PROMPT> Switch every "rosemary" in the entries below to "thyme", and write the entries out again with nothing else changed.

#####

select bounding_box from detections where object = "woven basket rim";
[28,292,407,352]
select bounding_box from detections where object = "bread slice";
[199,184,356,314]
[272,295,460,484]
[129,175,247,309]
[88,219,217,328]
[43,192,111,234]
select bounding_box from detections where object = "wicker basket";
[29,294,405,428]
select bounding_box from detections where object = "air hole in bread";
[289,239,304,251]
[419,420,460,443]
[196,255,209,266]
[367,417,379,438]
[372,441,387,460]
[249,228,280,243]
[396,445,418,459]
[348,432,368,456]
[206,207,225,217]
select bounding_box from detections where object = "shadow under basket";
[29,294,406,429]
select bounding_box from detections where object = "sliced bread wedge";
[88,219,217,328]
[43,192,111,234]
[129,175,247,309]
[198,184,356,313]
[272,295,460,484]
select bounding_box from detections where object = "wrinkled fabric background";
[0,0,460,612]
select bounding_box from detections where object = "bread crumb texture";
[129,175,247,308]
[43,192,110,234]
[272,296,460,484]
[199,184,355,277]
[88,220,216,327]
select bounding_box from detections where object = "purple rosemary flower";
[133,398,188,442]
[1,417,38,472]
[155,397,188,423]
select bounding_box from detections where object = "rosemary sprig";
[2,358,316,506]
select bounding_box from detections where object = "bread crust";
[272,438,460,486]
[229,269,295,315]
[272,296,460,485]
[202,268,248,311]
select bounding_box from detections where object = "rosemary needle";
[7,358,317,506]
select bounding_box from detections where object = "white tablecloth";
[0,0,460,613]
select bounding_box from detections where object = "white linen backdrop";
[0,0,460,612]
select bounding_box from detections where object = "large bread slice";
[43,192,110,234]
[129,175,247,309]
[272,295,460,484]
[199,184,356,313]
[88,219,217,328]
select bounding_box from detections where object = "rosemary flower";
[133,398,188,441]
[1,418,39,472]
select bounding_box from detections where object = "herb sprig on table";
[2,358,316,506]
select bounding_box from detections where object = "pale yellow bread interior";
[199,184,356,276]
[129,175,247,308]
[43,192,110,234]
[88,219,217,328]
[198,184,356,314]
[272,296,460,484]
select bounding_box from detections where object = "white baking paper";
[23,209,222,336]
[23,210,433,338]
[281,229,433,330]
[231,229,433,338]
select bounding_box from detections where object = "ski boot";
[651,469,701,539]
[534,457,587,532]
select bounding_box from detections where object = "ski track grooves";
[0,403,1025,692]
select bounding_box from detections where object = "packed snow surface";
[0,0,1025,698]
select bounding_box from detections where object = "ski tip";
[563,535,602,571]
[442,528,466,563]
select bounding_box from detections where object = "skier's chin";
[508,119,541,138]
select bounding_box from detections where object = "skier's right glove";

#####

COMPLETED EXERCISE>
select bounding_box from detections where object = "woven basket rim";
[28,292,407,352]
select bounding_box from detections where object = "bread slice";
[199,184,356,314]
[272,295,460,484]
[129,175,247,309]
[88,219,217,328]
[43,192,111,234]
select bounding_box from detections where object = "wicker basket";
[29,294,405,428]
select bounding_box from detections where object = "air hole in bread";
[289,239,304,251]
[419,420,460,443]
[196,255,209,266]
[367,417,379,438]
[372,441,387,460]
[249,228,280,243]
[396,445,418,459]
[348,432,368,456]
[206,207,225,217]
select bounding_box from detections where object = "shadow under basket";
[29,294,406,429]
select bounding_box from detections where object = "sliced bread wedge";
[88,219,217,328]
[43,192,111,234]
[129,175,247,309]
[198,184,356,313]
[272,295,460,484]
select bounding_box from detections where object = "wrinkled fabric background";
[0,0,460,612]
select bounding_box from detections where object = "bread crumb texture";
[129,175,247,308]
[43,192,110,234]
[272,296,460,484]
[199,184,355,277]
[88,220,216,327]
select bounding_box from detections where object = "purple thyme flower";
[133,398,188,442]
[1,417,38,472]
[155,397,188,423]
select bounding_box from detections where object = "thyme sprig";
[2,358,316,506]
select bounding_box from detections where object = "bread crust";
[272,438,460,486]
[229,269,295,315]
[272,296,460,485]
[202,268,248,311]
select bounding_box from detections where object = "thyme needle";
[7,358,317,506]
select bounding_box from detections where object = "white tablecloth";
[0,0,460,613]
select bounding_box from detections where object = "white linen backdrop";
[0,0,460,612]
select bounding_box from detections where object = "large bread slice";
[43,192,110,234]
[129,175,247,309]
[272,295,460,484]
[199,184,356,313]
[88,219,217,328]
select bounding_box from detections where object = "thyme flower";
[133,398,188,441]
[1,418,39,472]
select bounding_box from detections where object = "herb sprig on table";
[2,358,316,506]
select bounding_box from detections where object = "pale yellow bread interior";
[199,184,356,276]
[129,175,247,308]
[43,192,110,234]
[88,219,217,328]
[198,184,356,314]
[272,296,460,484]
select bounding_box from detections where object = "white baking paper";
[23,209,222,336]
[23,210,433,338]
[281,229,433,330]
[231,229,433,338]
select bounding_box from detections where object = "ski boot";
[651,469,701,539]
[534,457,587,532]
select bounding_box from detections where object = "ski track grooves";
[0,403,1025,692]
select bounding_box from detections where object = "packed snow surface";
[0,0,1025,698]
select bounding_box from detections where object = "ski tip";
[563,535,602,571]
[442,528,466,563]
select bounding_box from detections where object = "skier's chin";
[508,119,541,138]
select bounding_box from detections where object = "skier's right glove";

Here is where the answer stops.